Reproduce each line of the listing exactly.
** Begin Record set **
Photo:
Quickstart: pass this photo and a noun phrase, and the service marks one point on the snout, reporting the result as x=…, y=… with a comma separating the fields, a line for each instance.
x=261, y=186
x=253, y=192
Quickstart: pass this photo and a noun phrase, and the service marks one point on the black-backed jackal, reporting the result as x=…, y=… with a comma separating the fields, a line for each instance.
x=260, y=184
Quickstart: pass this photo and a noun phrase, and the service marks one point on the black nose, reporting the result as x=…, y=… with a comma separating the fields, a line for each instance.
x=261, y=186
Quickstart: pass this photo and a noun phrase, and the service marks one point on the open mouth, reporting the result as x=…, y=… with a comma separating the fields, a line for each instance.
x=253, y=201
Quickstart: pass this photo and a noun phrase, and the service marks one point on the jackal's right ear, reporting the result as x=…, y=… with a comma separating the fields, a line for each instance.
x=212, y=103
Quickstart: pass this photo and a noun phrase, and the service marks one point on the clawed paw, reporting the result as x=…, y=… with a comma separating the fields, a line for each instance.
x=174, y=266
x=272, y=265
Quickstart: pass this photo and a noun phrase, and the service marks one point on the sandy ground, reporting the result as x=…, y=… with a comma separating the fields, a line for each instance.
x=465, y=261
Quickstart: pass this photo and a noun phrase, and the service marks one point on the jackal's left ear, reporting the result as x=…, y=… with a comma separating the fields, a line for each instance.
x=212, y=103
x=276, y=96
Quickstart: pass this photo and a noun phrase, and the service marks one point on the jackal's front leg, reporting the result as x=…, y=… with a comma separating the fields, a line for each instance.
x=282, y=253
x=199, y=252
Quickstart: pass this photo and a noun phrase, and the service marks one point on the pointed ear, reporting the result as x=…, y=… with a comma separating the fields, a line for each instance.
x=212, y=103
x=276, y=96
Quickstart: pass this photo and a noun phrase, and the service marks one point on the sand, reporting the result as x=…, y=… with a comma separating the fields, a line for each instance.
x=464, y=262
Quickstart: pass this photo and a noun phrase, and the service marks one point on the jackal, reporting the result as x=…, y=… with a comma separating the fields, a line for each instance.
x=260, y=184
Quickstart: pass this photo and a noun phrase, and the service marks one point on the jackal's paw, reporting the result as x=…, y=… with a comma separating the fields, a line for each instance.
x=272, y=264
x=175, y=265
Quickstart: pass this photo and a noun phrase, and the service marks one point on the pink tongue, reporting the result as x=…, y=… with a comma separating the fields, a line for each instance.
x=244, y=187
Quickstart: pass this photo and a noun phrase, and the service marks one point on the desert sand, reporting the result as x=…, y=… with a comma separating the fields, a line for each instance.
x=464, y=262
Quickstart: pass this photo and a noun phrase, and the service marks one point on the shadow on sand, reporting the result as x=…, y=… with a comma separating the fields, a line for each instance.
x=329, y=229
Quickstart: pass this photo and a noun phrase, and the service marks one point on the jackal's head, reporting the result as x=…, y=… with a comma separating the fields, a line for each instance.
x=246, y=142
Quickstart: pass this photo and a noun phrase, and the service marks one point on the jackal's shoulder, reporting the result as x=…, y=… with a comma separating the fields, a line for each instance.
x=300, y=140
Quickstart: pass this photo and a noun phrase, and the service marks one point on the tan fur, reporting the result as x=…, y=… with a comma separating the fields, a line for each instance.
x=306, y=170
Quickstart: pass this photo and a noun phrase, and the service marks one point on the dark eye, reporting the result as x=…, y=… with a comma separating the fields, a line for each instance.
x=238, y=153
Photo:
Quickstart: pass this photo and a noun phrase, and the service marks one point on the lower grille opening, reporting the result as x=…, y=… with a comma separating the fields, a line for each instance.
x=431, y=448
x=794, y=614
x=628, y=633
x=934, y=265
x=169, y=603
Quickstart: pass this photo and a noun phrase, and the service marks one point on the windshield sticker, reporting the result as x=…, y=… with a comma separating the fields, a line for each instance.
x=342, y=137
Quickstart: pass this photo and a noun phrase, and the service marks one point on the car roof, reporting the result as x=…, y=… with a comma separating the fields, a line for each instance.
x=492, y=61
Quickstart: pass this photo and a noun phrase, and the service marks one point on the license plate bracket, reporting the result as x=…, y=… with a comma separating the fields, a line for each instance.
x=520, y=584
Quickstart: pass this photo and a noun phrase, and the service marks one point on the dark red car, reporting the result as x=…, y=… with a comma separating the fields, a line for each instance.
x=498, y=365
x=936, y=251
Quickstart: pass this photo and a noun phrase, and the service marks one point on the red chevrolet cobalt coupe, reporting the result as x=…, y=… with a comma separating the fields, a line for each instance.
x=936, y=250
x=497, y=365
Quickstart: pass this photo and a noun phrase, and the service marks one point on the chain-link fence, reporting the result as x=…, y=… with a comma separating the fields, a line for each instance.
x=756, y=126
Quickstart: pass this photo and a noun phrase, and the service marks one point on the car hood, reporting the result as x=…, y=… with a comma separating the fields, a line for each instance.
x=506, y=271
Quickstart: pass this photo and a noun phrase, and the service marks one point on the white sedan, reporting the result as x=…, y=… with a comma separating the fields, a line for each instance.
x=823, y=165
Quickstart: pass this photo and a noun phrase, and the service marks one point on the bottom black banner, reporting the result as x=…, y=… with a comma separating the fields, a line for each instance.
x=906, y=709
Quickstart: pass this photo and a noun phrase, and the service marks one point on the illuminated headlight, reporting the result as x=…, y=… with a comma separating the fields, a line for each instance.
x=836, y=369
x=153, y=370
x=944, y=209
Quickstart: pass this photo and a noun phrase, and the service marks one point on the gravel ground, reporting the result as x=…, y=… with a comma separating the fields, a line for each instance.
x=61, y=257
** End Record set **
▶ _Result for this task_:
Photo:
Quickstart: pass this photo and a noun phrase, and the service marks one point on the snout, reporting the result as x=…, y=… with a comma separating the fields, a line for each instance.
x=261, y=186
x=253, y=192
Quickstart: pass this photo and a noun phrase, and the service marks one point on the black-backed jackal, reporting the result as x=…, y=… with a comma separating the fields, a line for each instance.
x=260, y=184
Quickstart: pass this photo and a noun phrase, and the service marks one point on the black nose, reporting the result as x=…, y=… with a comma separating the fields, a line for each instance.
x=261, y=186
Quickstart: pass this photo and a noun phrase, and the service marks one point on the open mouth, reporting the result as x=…, y=… with a comma separating the fields, a line for each instance.
x=253, y=201
Quickstart: pass this photo and a noun phrase, and the service marks one point on the jackal's right ear, reporting the result as x=…, y=… with a comma separating the fields, a line for each instance.
x=212, y=103
Quickstart: pass this photo and a noun phrase, and the service marks one point on the clawed paw, reporting the result as x=…, y=… with a comma separating the fields, a line for each instance.
x=174, y=266
x=272, y=265
Quickstart: pass this photo and a noun phrase, and the service marks one point on the sandy ground, reporting the result as x=…, y=… with a comma separating the fields, a line for each instance.
x=465, y=261
Quickstart: pass this photo and a noun phrase, and the service marks one point on the jackal's left ear, reporting the result as x=…, y=… with a comma separating the fields, a line for each instance.
x=212, y=103
x=276, y=96
Quickstart: pass this photo and a noun phrase, and the service marks one point on the jackal's front leg, reporting the result as x=…, y=… with a comma separating the fields, a line for each instance.
x=282, y=253
x=199, y=252
Quickstart: pass this photo and a noun phrase, and the service marks one point on the pointed ear, reporting the result as x=…, y=… with a comma separating the fields, a line for each instance.
x=212, y=103
x=276, y=96
Quickstart: pass this photo and a noun phrase, and the service marks one point on the sand, reporting the result as x=…, y=… with a comma separating the fields, a line for each instance.
x=464, y=262
Quickstart: pass this photo and a noun phrase, and the service marks one point on the jackal, reporting the result as x=…, y=… with a comma separating the fields, a line for each instance.
x=260, y=184
Quickstart: pass this photo and a noun phrase, and the service marks one point on the jackal's paw, reporting the result as x=…, y=… with a comma separating the fields, a line for each instance.
x=272, y=264
x=175, y=265
Quickstart: pass this photo and a noun phrase, and the service marks one point on the pink tongue, reporting the result as x=…, y=… with a comma separating the fields, a line for each instance.
x=244, y=187
Quickstart: pass this photo and a noun phrase, and the service marks one point on the desert sand, reporting the result as x=…, y=… with a comma separating the fields, a line for each instance.
x=464, y=262
Quickstart: pass this photo and a noun phrase, and the service marks one point on the shadow on sand, reporting the result as x=…, y=… with a comma separating the fields, a line for each instance.
x=329, y=229
Quickstart: pass this photo and a noun phrase, and the service marks one point on the jackal's head, reporting the result as x=…, y=… with a comma separating the fields, a line for each instance.
x=246, y=142
Quickstart: pass this photo and a noun phrase, and the service marks one point on the jackal's shoulder, reporting the result as x=…, y=… with a comma separating the fields, a line for each instance.
x=300, y=140
Quickstart: pass this photo and a noun phrase, and the service marks one point on the tan fur, reporting the result as x=…, y=… with a comma separating the fields, a line for each instance.
x=306, y=170
Quickstart: pass this photo and a noun phrase, and the service marks one point on the dark eye, reporting the result as x=…, y=… with a comma separating the fields, a line for each instance.
x=238, y=153
Photo:
Quickstart: pass this photo and a noun phrase, and the service marks one point on the lower grille opening, reporting the result as x=…, y=… with a comma separating the fields, a line for each instance.
x=431, y=448
x=794, y=614
x=628, y=633
x=934, y=265
x=169, y=603
Quickstart: pass this photo and a noun phrase, and the service marks one point on the windshield sticker, reporting the result as x=…, y=… with a comma separating the fields, a line for each instance.
x=342, y=137
Quickstart: pass this photo and a noun phrase, and the service marks one point on the car roof, reporting the result as x=…, y=… with a comma separating the fields, a line for each instance.
x=492, y=61
Quickstart: pass this photo and a noun phrase, and the service marks one point on the license plate bracket, reporting the result as x=…, y=… with a comma separating the fields, a line for each instance.
x=520, y=584
Quickstart: pass this photo and a noun phrase, and the service marks one point on the dark red car, reporting the result as x=…, y=… with a comma separating the fields, a line for each instance.
x=498, y=365
x=936, y=251
Quickstart: pass this photo and a noun phrase, and the service marks one point on the red chevrolet cobalt coupe, reporting the result as x=…, y=… with a comma separating the fields, a line for each instance.
x=936, y=250
x=497, y=365
Quickstart: pass this photo and a noun phrase, and the service marks one point on the chain-link fence, reporting the result as x=…, y=… with a comma separating the fields, a line for each instance.
x=756, y=126
Quickstart: pass this photo and a noun phrase, and the service marks one point on the car hood, reporting the result as x=…, y=… with a comma separating the fields, a line for each instance.
x=506, y=271
Quickstart: pass this photo and a noun phrase, and the service marks one point on the white sedan, reporting the result as x=…, y=… with a comma separating the fields, a line for each instance.
x=823, y=165
Quickstart: pass this photo and a noun phrase, and the service marks one point on the bottom black banner, reporting the result as x=…, y=… with a comma separating the fields, a line for each instance.
x=906, y=709
Quickstart: pass this photo and a noun phrase, and the service marks one point on the illuminated headlight, reporting the result as x=…, y=… with a comma separating the fields, a line for each instance.
x=836, y=369
x=153, y=370
x=944, y=209
Quickstart: pass this photo and a noun phrase, and the service marks one point on the gravel ground, reporting the result as x=…, y=… with a comma separating the fields, a line for each instance.
x=61, y=257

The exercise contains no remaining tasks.